TEXT SECTION section start

Newsletter 22

ANNOUNCEMENTS 🔊

BlueDot Impact AI Governance Course

With an intense 5-day and part-time 5-week format, this online course builds fundamentals on advanced AI governance with an up-to-date curriculum on the latest policy and governance news in the field.

🗓️ Deadline: February 15, 2026

Foresight Institute - AI for Science & Safety Nodes

Foresight Institute offers grants ($10k-$100k) for AI safety projects, with office space in San Francisco or Berlin and local compute access. Applications reviewed monthly with preference for applicants planning to use the physical nodes.

🗓️ Deadline: February 28, 2026

Long-Term Future Fund (LTFF) - AI Risk Mitigation

LTFF provides grants (typically $1-20k+) for technical AI safety research, policy work, and training programs for new researchers. Straightforward application process on a rolling basis.

🗓️ Deadline: March 8, 2026

Journalism Grants on AI

Grant program offering $1-20k to support journalism on AI and its impacts. Mainly focuses on written journalism, but also funds other formats including podcasts and video.

🗓️ Deadline: March 8, 2026

FAR.AI Alignment Workshop 2026

Two-day workshop (March 2-3) in London bringing together alignment researchers and leaders from around the world to debate and discuss current issues in AI safety. Fill out Expression of Interest Form to attend or speak.

🗓️ Deadline: March 2, 2026

BlueDot Impact: AI Governance (intensive version)

5-day course aimed at helping participants learn about the policy landscape, regulatory tools, and institutional reforms needed to navigate the transition to transformative AI. Each day consists of reading, writing, and a meeting to discuss the material with peers.

🗓️ Deadline: February 15, 2026

Introduction to Cooperative AI (Spring 2026)

8-week course aiming to deepen participants’ understanding of the field of cooperative AI and prepare them to start or join an ongoing project. Open to diverse backgrounds and career stages – little prior knowledge is expected.

🗓️ Deadline: February 15, 2026

BlueDot Impact: AGI Strategy (Mar ‘26)

5-week course exploring the incentives driving AI companies, what’s at stake, and various strategies for ensuring AI benefits humanity. Each week consists of reading, writing, and a meeting to discuss the material with peers. 5-day intensive version also available.

TEXT SECTION section end
DATASET EXCERPTS section start

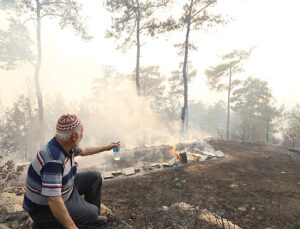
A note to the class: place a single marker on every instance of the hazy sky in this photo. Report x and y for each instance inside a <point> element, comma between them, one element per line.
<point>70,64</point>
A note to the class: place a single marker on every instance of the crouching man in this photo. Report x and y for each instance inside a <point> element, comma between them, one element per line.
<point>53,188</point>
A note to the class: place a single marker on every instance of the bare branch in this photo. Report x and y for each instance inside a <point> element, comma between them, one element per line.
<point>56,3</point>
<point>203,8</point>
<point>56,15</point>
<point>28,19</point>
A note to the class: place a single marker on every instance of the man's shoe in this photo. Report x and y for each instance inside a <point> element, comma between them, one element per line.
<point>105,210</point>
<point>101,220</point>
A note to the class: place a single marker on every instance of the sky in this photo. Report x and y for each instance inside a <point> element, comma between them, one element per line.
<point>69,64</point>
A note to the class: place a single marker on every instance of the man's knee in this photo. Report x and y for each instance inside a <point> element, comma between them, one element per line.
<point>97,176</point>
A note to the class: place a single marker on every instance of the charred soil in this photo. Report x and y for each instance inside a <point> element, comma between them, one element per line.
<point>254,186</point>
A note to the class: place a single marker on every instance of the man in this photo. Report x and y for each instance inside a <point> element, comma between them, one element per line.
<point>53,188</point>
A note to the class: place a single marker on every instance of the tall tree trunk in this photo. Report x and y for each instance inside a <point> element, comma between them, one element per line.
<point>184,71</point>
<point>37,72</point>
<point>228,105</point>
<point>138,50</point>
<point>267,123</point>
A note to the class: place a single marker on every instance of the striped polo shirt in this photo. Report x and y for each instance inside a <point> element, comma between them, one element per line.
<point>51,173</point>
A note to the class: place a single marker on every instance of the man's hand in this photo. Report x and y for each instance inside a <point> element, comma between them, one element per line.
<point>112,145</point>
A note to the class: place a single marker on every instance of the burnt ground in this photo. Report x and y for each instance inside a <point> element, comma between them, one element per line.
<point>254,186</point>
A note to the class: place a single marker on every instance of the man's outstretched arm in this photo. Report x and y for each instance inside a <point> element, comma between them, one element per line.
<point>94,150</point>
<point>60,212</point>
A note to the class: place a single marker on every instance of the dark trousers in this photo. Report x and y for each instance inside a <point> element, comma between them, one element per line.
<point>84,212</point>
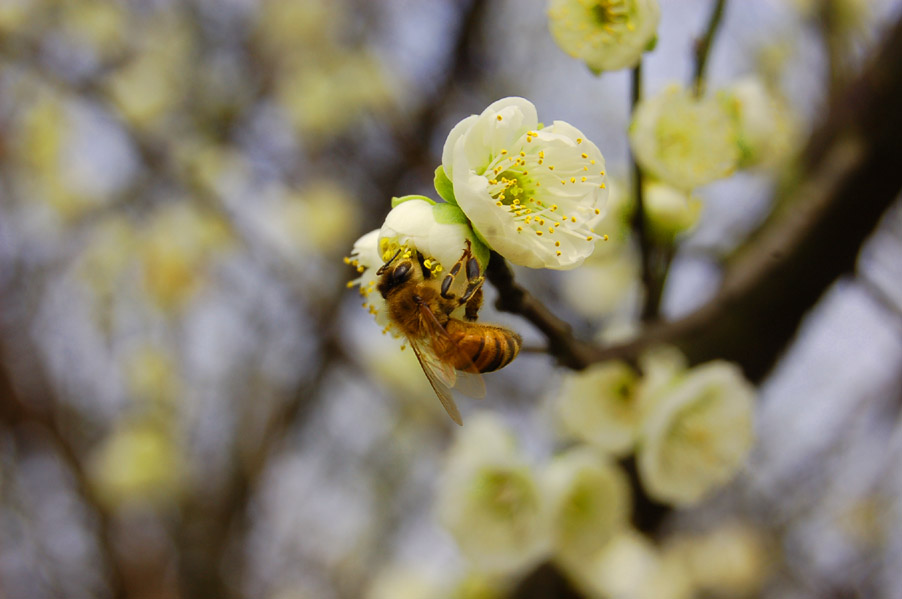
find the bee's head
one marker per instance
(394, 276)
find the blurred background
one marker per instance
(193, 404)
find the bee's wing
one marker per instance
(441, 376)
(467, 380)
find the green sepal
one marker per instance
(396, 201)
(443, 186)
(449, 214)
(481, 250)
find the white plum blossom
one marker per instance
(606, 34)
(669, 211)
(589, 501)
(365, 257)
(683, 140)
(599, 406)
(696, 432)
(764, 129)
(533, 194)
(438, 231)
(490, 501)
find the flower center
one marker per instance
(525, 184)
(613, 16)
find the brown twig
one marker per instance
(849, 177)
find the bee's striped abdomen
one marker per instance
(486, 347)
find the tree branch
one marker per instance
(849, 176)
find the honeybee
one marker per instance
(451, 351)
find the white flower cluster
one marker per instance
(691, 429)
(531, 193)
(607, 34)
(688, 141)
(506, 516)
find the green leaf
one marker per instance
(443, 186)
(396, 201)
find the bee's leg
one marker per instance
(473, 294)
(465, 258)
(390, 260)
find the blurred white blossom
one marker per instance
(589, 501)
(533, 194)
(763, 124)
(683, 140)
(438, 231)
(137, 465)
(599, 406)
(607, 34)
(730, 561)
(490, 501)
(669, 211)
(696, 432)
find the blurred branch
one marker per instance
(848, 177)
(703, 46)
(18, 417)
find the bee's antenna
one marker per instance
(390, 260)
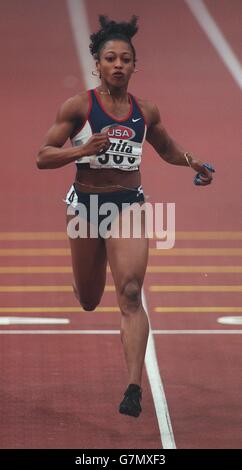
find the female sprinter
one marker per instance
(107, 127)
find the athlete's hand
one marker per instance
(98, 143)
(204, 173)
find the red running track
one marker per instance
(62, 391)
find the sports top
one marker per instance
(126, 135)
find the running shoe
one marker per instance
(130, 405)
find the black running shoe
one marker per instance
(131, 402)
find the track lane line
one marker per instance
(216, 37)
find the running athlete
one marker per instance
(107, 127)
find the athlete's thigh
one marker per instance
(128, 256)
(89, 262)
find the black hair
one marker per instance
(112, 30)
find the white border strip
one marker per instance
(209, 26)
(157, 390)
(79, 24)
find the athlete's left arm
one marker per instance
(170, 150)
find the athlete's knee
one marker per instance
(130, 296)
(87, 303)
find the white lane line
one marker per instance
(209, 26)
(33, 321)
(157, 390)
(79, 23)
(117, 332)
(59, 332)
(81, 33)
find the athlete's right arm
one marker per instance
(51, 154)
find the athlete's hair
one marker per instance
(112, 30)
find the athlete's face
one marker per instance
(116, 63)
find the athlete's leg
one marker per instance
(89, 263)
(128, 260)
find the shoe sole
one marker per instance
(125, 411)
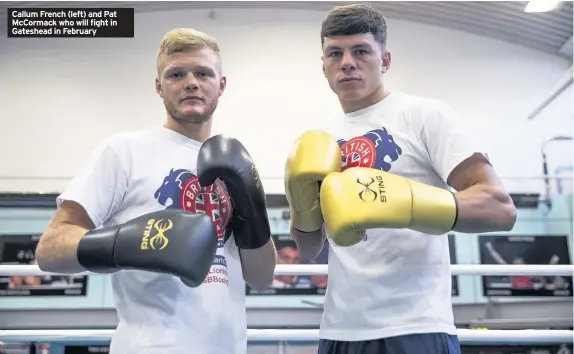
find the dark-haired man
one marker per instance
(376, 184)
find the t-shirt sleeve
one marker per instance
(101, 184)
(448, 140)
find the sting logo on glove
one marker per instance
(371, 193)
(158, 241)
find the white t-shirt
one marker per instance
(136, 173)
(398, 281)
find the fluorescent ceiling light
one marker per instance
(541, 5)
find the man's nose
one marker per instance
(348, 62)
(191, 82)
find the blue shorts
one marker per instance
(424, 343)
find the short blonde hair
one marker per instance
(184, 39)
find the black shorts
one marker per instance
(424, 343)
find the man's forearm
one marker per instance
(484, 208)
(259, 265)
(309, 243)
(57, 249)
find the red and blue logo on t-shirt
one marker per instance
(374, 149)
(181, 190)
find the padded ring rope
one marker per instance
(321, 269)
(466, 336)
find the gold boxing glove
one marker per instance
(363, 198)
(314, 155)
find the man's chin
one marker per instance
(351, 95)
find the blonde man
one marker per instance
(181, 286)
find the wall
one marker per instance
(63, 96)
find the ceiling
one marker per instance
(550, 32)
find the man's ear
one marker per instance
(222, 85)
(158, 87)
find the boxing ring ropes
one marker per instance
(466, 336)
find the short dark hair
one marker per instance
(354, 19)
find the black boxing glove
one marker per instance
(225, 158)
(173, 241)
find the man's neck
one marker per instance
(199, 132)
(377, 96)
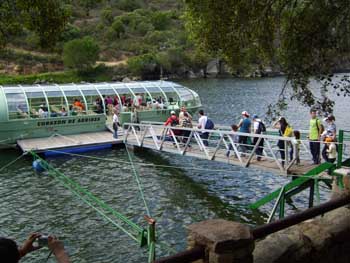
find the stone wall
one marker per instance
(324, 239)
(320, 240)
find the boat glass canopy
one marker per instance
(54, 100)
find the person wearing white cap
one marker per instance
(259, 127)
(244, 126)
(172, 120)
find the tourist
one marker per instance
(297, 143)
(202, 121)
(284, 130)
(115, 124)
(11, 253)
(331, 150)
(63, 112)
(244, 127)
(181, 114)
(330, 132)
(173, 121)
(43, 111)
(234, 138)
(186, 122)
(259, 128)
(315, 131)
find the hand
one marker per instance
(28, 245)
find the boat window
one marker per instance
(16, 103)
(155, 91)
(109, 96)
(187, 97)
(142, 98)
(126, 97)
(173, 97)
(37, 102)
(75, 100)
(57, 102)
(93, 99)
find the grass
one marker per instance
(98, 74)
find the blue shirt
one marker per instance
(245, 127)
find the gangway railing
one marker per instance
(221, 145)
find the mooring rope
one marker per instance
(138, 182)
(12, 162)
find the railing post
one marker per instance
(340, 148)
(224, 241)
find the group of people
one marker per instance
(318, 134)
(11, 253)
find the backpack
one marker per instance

DATASET EXCERPTS section end

### WORK REQUIRED
Which announcements in the newsletter offer grants? Give the heading of each. The data has no connection to the newsletter.

### SOLUTION TO THIS TASK
- Foresight Institute - AI for Science & Safety Nodes
- Long-Term Future Fund (LTFF) - AI Risk Mitigation
- Journalism Grants on AI